__TASK GOAL__:
Repeat every entry word for word, but leave the images out of your copy.

__GIVEN INFORMATION__:
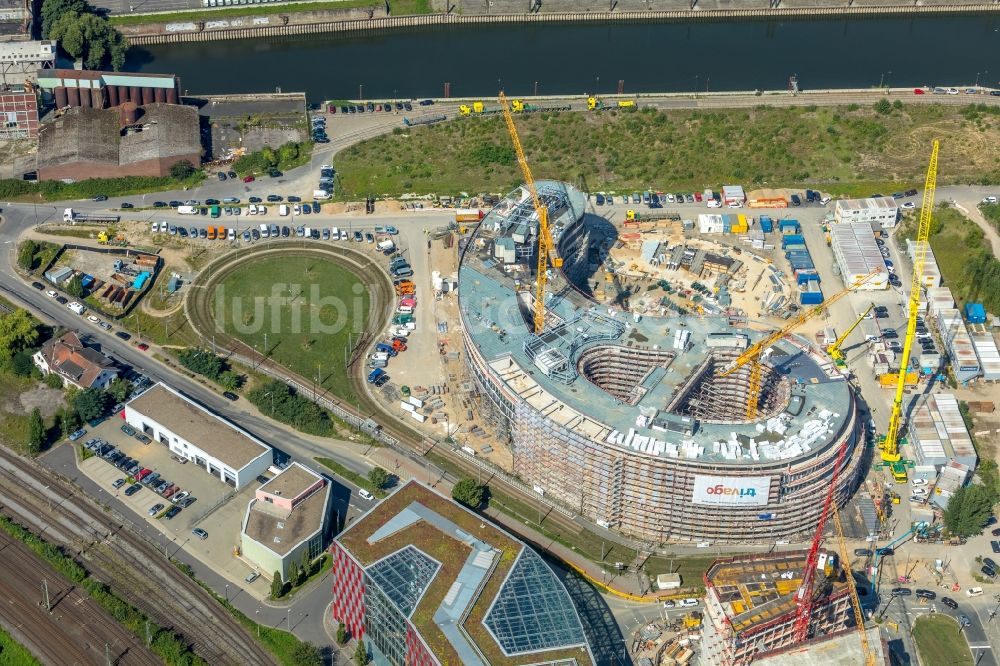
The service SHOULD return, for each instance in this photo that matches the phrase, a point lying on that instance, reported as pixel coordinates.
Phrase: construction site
(663, 426)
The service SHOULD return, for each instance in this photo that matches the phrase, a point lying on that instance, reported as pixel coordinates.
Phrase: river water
(577, 57)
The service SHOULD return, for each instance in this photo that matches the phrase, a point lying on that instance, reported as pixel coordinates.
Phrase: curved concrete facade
(627, 462)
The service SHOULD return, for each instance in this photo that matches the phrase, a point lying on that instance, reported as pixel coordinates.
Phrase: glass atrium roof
(533, 611)
(403, 577)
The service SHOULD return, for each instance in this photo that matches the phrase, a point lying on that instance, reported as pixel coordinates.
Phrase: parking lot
(218, 509)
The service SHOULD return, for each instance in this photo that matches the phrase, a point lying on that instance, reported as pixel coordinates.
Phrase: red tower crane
(804, 597)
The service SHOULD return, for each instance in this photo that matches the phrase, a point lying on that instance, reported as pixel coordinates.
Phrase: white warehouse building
(882, 210)
(188, 429)
(857, 255)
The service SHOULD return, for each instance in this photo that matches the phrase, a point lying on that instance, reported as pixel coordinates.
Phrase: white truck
(69, 215)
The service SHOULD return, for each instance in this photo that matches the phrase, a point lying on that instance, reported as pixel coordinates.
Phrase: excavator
(834, 349)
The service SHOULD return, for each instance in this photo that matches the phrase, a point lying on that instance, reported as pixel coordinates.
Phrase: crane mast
(545, 244)
(890, 443)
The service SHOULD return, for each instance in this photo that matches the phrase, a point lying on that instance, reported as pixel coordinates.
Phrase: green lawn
(939, 641)
(964, 256)
(399, 8)
(13, 653)
(841, 149)
(315, 314)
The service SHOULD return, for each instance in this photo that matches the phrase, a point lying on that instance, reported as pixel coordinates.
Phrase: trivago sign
(731, 490)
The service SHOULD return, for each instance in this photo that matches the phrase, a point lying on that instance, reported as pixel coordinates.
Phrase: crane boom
(859, 618)
(834, 349)
(890, 444)
(545, 244)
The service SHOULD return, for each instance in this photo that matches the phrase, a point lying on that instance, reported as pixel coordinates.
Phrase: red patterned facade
(417, 653)
(348, 592)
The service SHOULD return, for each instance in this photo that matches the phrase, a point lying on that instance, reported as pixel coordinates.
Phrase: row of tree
(83, 33)
(213, 366)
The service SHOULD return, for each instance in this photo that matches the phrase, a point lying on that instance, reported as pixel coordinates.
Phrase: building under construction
(750, 605)
(626, 419)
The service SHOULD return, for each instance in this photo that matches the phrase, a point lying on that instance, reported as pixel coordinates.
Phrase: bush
(468, 492)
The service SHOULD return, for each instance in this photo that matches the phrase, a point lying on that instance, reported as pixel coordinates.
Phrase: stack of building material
(858, 254)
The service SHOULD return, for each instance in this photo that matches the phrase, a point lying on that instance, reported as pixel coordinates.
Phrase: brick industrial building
(111, 143)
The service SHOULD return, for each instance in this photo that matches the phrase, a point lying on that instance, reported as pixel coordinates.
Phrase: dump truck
(69, 215)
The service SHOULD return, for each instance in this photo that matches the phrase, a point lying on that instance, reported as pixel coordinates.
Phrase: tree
(230, 380)
(277, 585)
(53, 9)
(36, 432)
(17, 331)
(22, 365)
(341, 634)
(75, 286)
(26, 254)
(378, 477)
(119, 389)
(306, 654)
(91, 404)
(968, 510)
(181, 170)
(91, 38)
(361, 654)
(468, 492)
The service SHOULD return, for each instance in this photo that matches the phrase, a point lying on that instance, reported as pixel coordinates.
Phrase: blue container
(975, 313)
(811, 294)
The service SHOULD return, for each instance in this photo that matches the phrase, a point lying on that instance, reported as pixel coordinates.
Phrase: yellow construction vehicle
(834, 349)
(752, 354)
(889, 443)
(546, 246)
(890, 379)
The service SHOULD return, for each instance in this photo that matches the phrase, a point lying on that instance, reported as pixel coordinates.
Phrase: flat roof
(280, 530)
(208, 431)
(476, 589)
(491, 307)
(291, 481)
(758, 589)
(840, 649)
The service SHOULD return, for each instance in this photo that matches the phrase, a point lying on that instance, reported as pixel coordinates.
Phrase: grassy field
(399, 8)
(848, 150)
(13, 653)
(939, 642)
(308, 332)
(963, 254)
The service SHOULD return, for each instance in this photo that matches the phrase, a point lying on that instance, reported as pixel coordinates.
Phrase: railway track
(77, 631)
(115, 551)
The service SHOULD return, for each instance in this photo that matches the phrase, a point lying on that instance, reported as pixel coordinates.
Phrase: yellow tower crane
(546, 247)
(890, 442)
(834, 349)
(859, 617)
(753, 353)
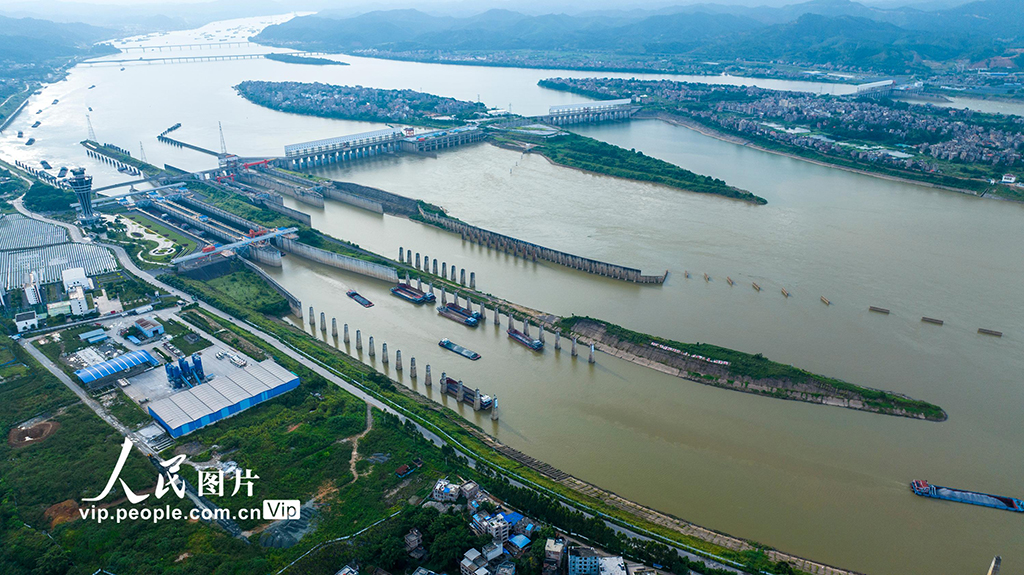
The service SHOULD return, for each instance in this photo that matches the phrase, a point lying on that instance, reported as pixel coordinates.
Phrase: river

__FINISHED ANSWER__:
The service SHOULD return, for each instance in this photo that matches the phrase, a point lying on that instance, reported as pixel coordinates.
Phrase: construction site
(663, 426)
The service SHOULD return, for each instance in this photo that matches the phrase, a point lying on that instance, reported as pixel coordinates.
Phrase: river water
(577, 57)
The service SHOULD return, for each instance in this photo that matches the phrase, a point lying on that instance, reported as pixel coordinates.
Phrase: curved concrete facade
(627, 462)
The service SHOULD return, for each instance in this photo that matches the phrase, a point lying on that instance, reported as pixel coordinates.
Phrase: glass atrium roof
(533, 611)
(403, 577)
The service SHOULD return, for each instance in this photo that matches the phrase, a point lying on that instance, reported as pixel coordinates.
Phrase: parking lot
(218, 509)
The service SHOULD return, for each instance in this photo that matches the phrase, a point lying on that instance, reported as pixel coordinates.
Phrase: red tower crane
(804, 597)
The service SHOULD return, for each instance in this photo that matches the phrase, a point lying on that instance, reported as pixel coordinates.
Phrase: white warehouse building
(882, 210)
(188, 429)
(857, 255)
The service SHOULD return, for each instance in this photo that matches the phrase, a point lying on that instance, reported as pixel coordinates.
Phrase: white truck
(69, 215)
The service SHOULD return, for each instance in this photo that matches the phrase, a point lying on that instance, reported as pixel coordinates.
Phrase: excavator
(834, 349)
The service SHOULD return, for each instance in this photo that matches the phrase, a point lying on that instance, reported as pixel coordinates.
Phrase: crane mast
(545, 244)
(890, 443)
The service SHOULD return, for each instance in this photo that matches the phrase, a point lying on that instance, reported as pixel coordinates.
Phrase: green lawn
(939, 641)
(964, 256)
(399, 8)
(13, 653)
(841, 149)
(315, 314)
The service SHOULD return, for each instance in this photo that matches the phrase, a point lying on that instance, reported as pixel coordinates.
Phrase: trivago sign
(731, 490)
The service SHOULD return, for each instance in this photo that matches the phrase, a point lying on that instance, reported as pixel coordinates.
Phrase: crane boom
(859, 618)
(834, 349)
(890, 444)
(545, 244)
The service SHOULD return, for each instance in this photo that matches the phrase, a point lying on that instance, reported as pixel coordinates.
Phrase: red patterned facade
(417, 653)
(348, 592)
The service SHOULD return, for each instance in this photo that matches the phrase, a point lying on that instance, reported as pixel coordinates.
Phrase: row of tree
(83, 33)
(213, 366)
The service SHOULD return, for each instance in this photo that matches the phrase, a point lying on that instance, reported as pixel coordinates.
Phrase: building under construction
(750, 605)
(626, 419)
The service SHOULD return, for each instance in this photo that matches the phrase, a point lying on that instance, reported as pixel coordinates.
Phrase: bush
(468, 492)
The service SHOULD return, for each instance in this photo that matches the phrase, a point lying on that instance, reported as pixel coordinates.
Phrase: stack of building material
(858, 254)
The service SHOULD return, for each instance in this photo that matches the phrase, a point lying on that instance, reported as pixel coordinates.
Phrase: brick industrial building
(111, 143)
The service SHOULD return, for each instance in this photo that matches the phrase, a point lying on that instance, reported as pixel coordinates.
Phrase: dump truck
(69, 215)
The service SHOULD return, for each instance in this photo that matches the phrase, a point lying on that instance, reported as pixel coordinates.
Phrase: tree
(230, 380)
(277, 585)
(53, 9)
(36, 432)
(17, 331)
(22, 365)
(341, 634)
(75, 286)
(26, 254)
(378, 477)
(119, 389)
(306, 654)
(91, 404)
(968, 510)
(181, 170)
(91, 38)
(361, 654)
(468, 492)
The service SHOULD return, for each instance in this photo that matches the phrase, a point lying on that instance, reported as pixel coordinates.
Phrase: blue container
(975, 313)
(811, 294)
The service SHOULD return, for each instance in this photo that matches the phrase, a point lying on that instance, reported as pixel coordinates.
Phrase: yellow construction vehicle
(834, 349)
(752, 354)
(889, 443)
(546, 246)
(890, 379)
The service SHOULD return, for each instance in this photo that matches the phrase, a point lying on that instance, reported as pixel coordinates.
Phrase: flat roof
(280, 530)
(208, 431)
(476, 589)
(491, 307)
(291, 481)
(758, 589)
(840, 649)
The service SHOULD return, for each instance in this photo that matches the phrase, a point lying on that instance, reported as pixel coordinates.
Phrase: grassy field
(399, 8)
(848, 150)
(13, 653)
(939, 642)
(308, 332)
(963, 254)
The service SHOULD return, for each instance in this photo that matches the phrase, a point lying on that instance, reported as pixel coordinates.
Phrase: railway track
(77, 631)
(115, 551)
The service SHOULD return, for each instance in this photo that matches the phrase, a point lying on that instance, reported as pixel coordinates.
Phrase: yellow tower crane
(546, 247)
(890, 442)
(834, 349)
(859, 617)
(753, 353)
The service SHOULD return, for each instance in this photo that matches the phrase, a point lying on that instance, reported as pixel coordinates.
Phrase: river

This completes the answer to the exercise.